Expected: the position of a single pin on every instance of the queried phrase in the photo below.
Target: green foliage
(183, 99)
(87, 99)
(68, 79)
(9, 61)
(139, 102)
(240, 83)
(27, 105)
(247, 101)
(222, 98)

★ ★ ★ ★ ★ ★ ★

§ Directions for this task: Every record above is to be transcribed exactly.

§ Result below:
Expected: the position of a single pin on every instance of the queried phrase in the photo below.
Target: green foliage
(183, 99)
(87, 99)
(68, 79)
(9, 61)
(139, 102)
(240, 83)
(27, 105)
(247, 101)
(222, 98)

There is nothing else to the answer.